PAGE EXTRACT:
= Mouse avatars =

Cancer research method

Mouse avatars, or avatar mice, refers to an experimental method employed to identify the best chemotherapeutic choice for a particular cancer patient.

==Origin==
The method was originally employed to treat cancer patients by Dr. Manuel Hidalgo (Spanish National Cancer Research Center in Madrid). The name mouse avatar or avatar mice was originally coined by the Spanish National Cancer Research Center and was subsequently popularized by the journals Nature and Science, the Mayo Clinic and The New York Times among others.

==Method==
Generally, mouse avatars involve three steps, as follows:

===Step one===

The tumor is obtained by surgical resection. This may cure the patient. The tumor however may regrow, at the same or at a distant location (metastasis), a process that usually entails several months. If this happens, the avatar mice may guide the oncologist to choose the most efficient chemotherapeutic treatment.

===Step two===

Fresh pieces of the tumor are implanted into mice (these are the so-called "first-generation" avatar mice). The implants can be at the same location where the tumor was formed in the patient, in which case are known as orthotopic xenografts or, most commonly, at a different location, generally subcutaneous, in which case are called heterotopic xenografts.

WORK TO COMPLETE:
1 > Summarize the article on mouse avatars in two sentences.
2 > Answer these questions using the article on mouse avatars.
(a) Which two journals helped popularize the name "mouse avatar"?
(b) What is the regrowth of a tumor at a distant location called?
(c) What are implants placed at the same location where the tumor formed in the patient called?
3 > Write a continuation of the article on mouse avatars, starting after its final sentence.

EXTRACTED RECORDS:
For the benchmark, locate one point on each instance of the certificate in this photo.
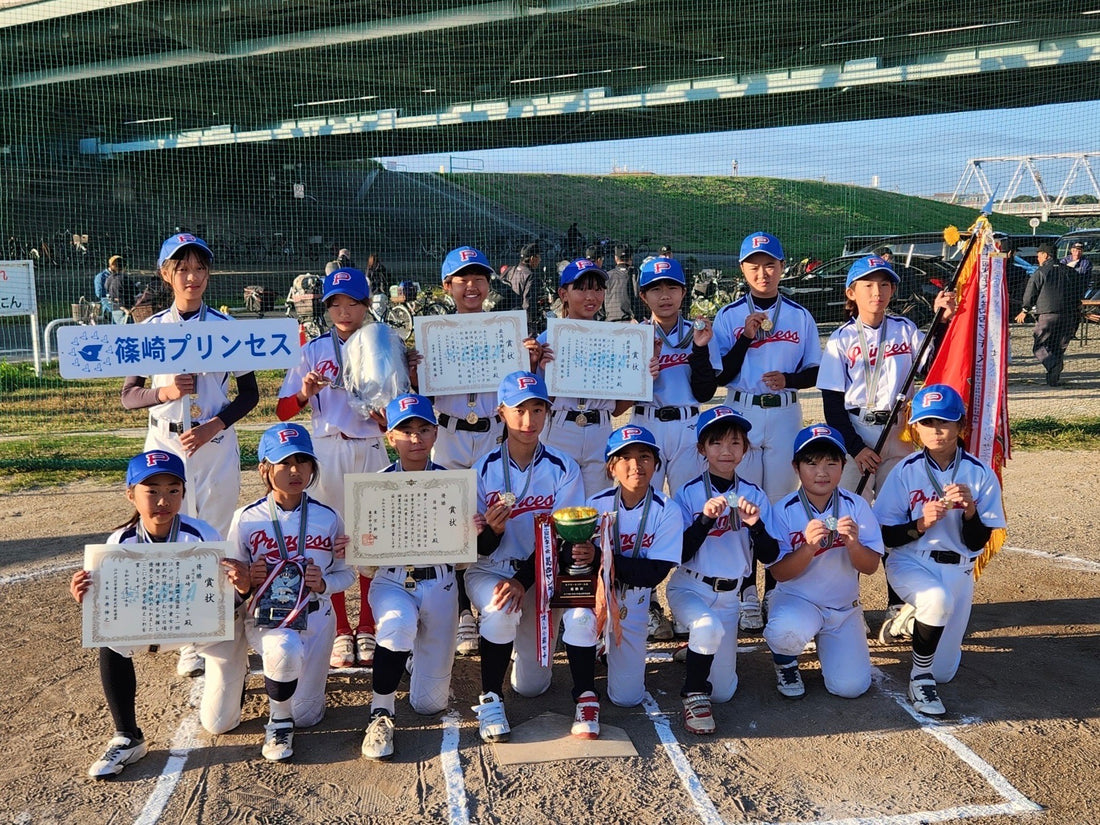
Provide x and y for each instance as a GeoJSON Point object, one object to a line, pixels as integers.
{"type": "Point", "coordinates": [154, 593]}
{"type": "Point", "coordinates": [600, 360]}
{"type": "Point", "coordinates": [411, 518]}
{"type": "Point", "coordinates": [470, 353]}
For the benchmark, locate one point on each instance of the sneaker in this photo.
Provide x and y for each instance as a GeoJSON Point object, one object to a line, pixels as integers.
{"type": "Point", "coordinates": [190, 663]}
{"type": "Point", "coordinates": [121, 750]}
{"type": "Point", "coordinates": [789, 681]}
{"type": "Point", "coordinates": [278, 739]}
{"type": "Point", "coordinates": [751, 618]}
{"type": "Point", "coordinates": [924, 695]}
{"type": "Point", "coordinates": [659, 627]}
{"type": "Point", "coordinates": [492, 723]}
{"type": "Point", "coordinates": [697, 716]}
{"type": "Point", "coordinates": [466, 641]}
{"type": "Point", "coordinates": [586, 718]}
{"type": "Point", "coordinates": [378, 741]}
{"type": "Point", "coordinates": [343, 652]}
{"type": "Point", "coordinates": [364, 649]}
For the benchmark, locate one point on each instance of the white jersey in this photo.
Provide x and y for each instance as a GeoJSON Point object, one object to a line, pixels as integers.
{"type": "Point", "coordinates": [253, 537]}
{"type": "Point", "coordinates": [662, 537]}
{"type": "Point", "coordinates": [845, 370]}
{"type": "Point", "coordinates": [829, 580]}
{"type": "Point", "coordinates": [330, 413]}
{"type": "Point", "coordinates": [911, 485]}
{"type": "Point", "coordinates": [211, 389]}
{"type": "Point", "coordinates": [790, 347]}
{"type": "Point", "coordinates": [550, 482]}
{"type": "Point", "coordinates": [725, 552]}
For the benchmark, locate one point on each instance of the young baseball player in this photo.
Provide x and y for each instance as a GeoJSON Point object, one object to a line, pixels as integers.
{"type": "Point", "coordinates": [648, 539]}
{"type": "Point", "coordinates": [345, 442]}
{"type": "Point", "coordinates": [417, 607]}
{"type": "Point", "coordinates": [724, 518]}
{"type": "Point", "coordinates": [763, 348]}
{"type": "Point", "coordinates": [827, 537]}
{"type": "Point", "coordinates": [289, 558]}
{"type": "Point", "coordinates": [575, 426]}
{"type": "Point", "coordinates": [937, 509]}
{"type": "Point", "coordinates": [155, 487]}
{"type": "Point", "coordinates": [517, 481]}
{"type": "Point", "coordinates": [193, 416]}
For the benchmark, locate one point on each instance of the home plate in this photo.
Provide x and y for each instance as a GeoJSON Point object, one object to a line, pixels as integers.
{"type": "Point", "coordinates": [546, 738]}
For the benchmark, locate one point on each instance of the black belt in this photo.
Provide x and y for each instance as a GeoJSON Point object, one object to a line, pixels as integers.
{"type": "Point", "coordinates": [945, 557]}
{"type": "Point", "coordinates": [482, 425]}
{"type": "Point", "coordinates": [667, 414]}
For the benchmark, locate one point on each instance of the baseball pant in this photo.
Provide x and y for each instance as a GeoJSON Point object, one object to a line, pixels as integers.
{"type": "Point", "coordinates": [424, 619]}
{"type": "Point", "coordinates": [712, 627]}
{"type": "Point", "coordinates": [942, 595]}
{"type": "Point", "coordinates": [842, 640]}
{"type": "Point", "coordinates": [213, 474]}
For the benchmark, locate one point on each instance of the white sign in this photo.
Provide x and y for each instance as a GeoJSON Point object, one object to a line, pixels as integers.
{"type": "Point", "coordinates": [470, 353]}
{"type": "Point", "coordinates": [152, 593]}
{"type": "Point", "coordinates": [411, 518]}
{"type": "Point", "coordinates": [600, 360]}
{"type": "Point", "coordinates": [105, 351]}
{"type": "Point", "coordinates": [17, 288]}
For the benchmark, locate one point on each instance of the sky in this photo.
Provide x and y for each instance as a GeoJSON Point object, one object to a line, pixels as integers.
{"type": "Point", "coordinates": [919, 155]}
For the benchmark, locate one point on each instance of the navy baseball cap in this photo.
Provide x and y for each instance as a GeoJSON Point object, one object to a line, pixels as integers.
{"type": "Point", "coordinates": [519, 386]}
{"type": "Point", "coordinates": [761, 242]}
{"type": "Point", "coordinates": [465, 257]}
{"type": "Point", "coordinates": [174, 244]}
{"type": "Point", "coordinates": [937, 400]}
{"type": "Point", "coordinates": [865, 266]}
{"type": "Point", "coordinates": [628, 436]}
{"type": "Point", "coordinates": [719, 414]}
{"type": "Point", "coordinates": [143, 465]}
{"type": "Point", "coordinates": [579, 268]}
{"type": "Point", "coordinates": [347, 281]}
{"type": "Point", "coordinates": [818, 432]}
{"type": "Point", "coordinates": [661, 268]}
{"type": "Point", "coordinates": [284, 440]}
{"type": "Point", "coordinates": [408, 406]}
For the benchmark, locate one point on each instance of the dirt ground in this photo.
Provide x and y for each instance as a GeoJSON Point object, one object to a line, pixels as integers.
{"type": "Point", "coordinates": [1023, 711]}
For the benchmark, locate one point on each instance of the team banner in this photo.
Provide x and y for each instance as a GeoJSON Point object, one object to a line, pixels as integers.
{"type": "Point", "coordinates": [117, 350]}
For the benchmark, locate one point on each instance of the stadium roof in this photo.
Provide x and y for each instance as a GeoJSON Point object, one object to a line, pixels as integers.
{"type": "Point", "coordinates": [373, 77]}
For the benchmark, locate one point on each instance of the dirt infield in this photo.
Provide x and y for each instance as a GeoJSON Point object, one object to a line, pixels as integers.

ANSWERS TO THE EXERCISES:
1 > Mouse avatars are an experimental method for identifying the best chemotherapy for a particular cancer patient, first used to treat patients by Dr. Manuel Hidalgo, with the name coined by the Spanish National Cancer Research Center. In the method, a tumor removed by surgery is implanted in fresh pieces into mice, either where the tumor formed in the patient or, more commonly, at a different location, so that the mice can guide the oncologist's choice of chemotherapy if the tumor regrows.

2 >
(a) Nature and Science.
(b) Metastasis.
(c) Orthotopic xenografts.

3 >
If necessary, the tumors from the first-generation avatar mice can be extracted, divided into pieces, and implanted again in multiple avatar mice ("second generation"). This process can be repeated several times to obtain a large number of avatar mice from a single patient. In general, 3–4 generations are needed to obtain enough avatar mice from a single patient.

===Step three===

Once the desired number of avatar mice has been achieved, the mice are treated with the several available options of chemotherapy (single agents or combined agents). The response of the tumors in the avatar mice to the various chemotherapeutic regimens is examined and the most efficient one is chosen.

The whole process usually takes several months. If the tumor of the patient recurs, then the oncologist can decide which chemotherapeutic treatment to apply based on the response of the avatar mice that carried the original tumor of the patient.

==In practice==
The therapeutic benefits of the avatar mice have been demonstrated in pilot studies by Dr. Manuel Hidalgo with pancreatic cancer patients as well as with other cancers.